Well, first things first. Yes, it’s a two fold literary reference. It began in the bible and ended with Cormac McCarthy. His second book by the same name was intended to be the opposite of Faulkner’s Light in August but the novel, Outer Dark also stemmed from The Book of Matthew in the New Testament. Matthew 8:12 to be exact: “But the children of the kingdom shall be cast out into outer darkness: there shall be weeping and gnashing of teeth.” There’s many interpretations of this quote which I will spare you with but if I could be so bold to minimize it down to one quip, I would say it was a warning by Jesus that the unbelievers would be cast into hell. Yup, some light stuff this morning…
I like to interpret and analyze biblical quotes, not because I’m religious, but because I find it fascinating and I look at the bible as a sort of mythological old tome with stories and lessons just like anything else.
Outer Dark, literally (at least the way I think of it) is the ring of blackness outside a campfire in the woods. The pitch darkness that surrounds the small circle of protective light. Metaphorically and biblically it’s the path to the devil. Going beyond the light and shelter to the bad stuff, where it’s cold and bleak.
From Milton’s Paradise Lost:
Beyond this flood a frozen Continent
Lies dark and wilde, beat with perpetual storms
Of Whirlwind and dire Hail, which on firm land
Thaws not, but gathers heap, and ruin seems
Of ancient pile; all else deep snow and ice,
A gulf profound as that Serbonian Bog
Betwixt Damiata and Mount Casius old,
Where Armies whole have sunk: the parching Air
Burns frore, and cold performs th’ effect of Fire.
The concept of hell as a cold place, so cold it burns…
Weird aside here…I’ve spoken of the Fatty Crab in the past. One of my favorite restaurants that went under many years ago. I opened my copy of Paradise Lost and a perfectly preserved Fatty Crab postcard was inside.

But that’s not all. I was also wearing my ill fitting and battered Fatty Crab t shirt this morning.

I was trying to explain to one of the younger members of the staff the other day that these weird coincidences can sometimes be looked into as signs or something more but in the end that’s all they are, just weird coincidences. Real life is full of them. Fiction, however, is not. Weird right? The general notion is that you can only write of these things in non-fiction and you cannot make them up or people deem them unbelievable or not authentic.

» PROVIDED MATERIAL:

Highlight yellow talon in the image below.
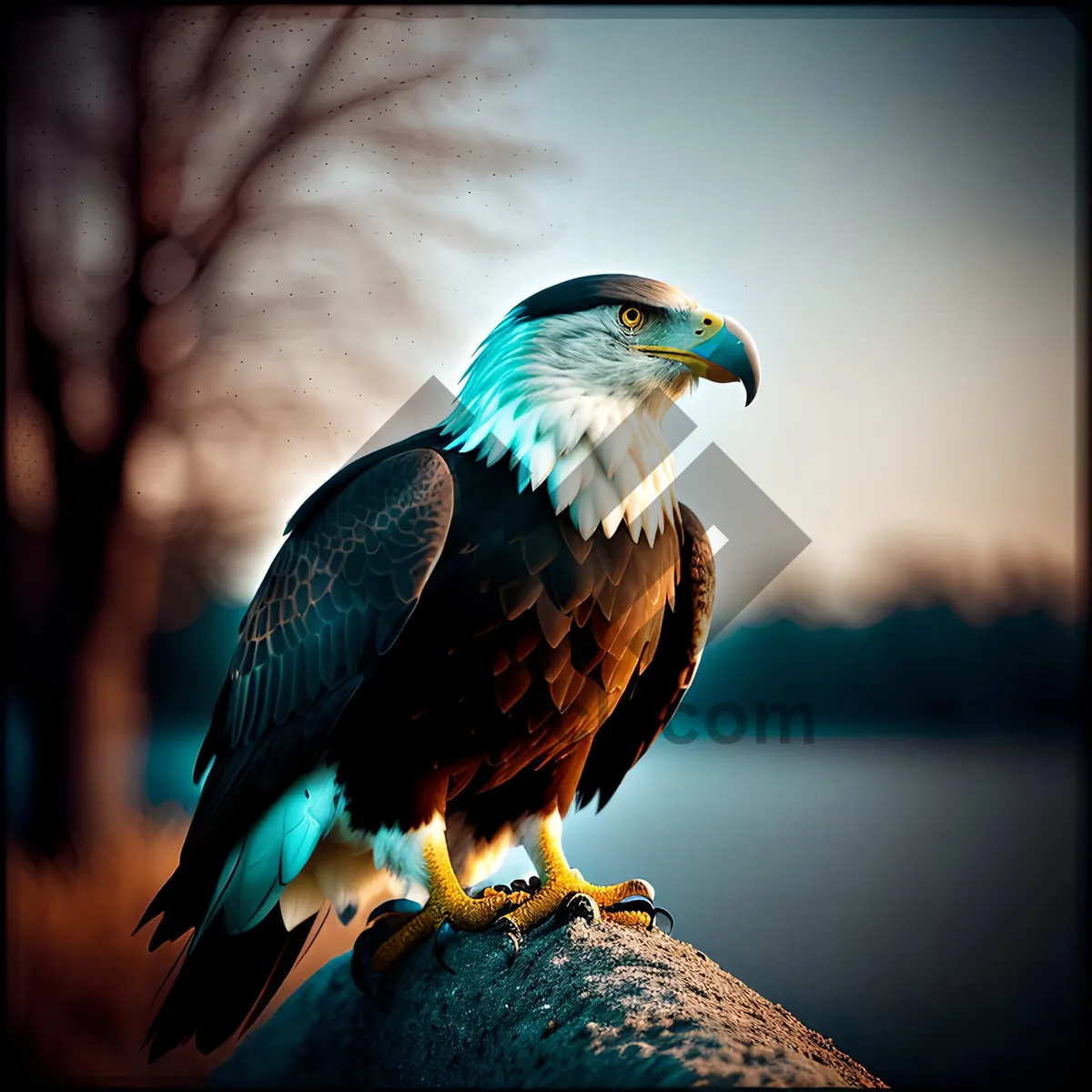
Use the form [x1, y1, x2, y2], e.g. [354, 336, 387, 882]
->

» PROMPT: Decide whether each statement below agrees with the text about the phrase "Outer Dark," answering yes or no and quoting the words of the text that decide it. 1. Cormac McCarthy's Outer Dark was meant to be the opposite of Faulkner's Light in August. 2. The writer interprets biblical quotes out of religious belief. 3. A Fatty Crab postcard turned up inside the writer's copy of Paradise Lost.

» WRITTEN SOLUTION:
1. Yes: "His second book by the same name was intended to be the opposite of Faulkner’s Light in August"
2. No: "I like to interpret and analyze biblical quotes, not because I’m religious, but because I find it fascinating"
3. Yes: "I opened my copy of Paradise Lost and a perfectly preserved Fatty Crab postcard was inside."